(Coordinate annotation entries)
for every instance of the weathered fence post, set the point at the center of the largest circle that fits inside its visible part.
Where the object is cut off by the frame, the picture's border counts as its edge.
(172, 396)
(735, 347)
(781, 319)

» Task instructions: Update the records above, changing "weathered fence post" to "wooden fence post" and leaving everything else as it is.

» Solution for this exercise:
for every instance of the wooden fence post, set the point at the center of the largest circle that fits inside its visible part.
Where the object is cut off by the frame, the picture's border counts as its edge.
(172, 396)
(735, 347)
(781, 319)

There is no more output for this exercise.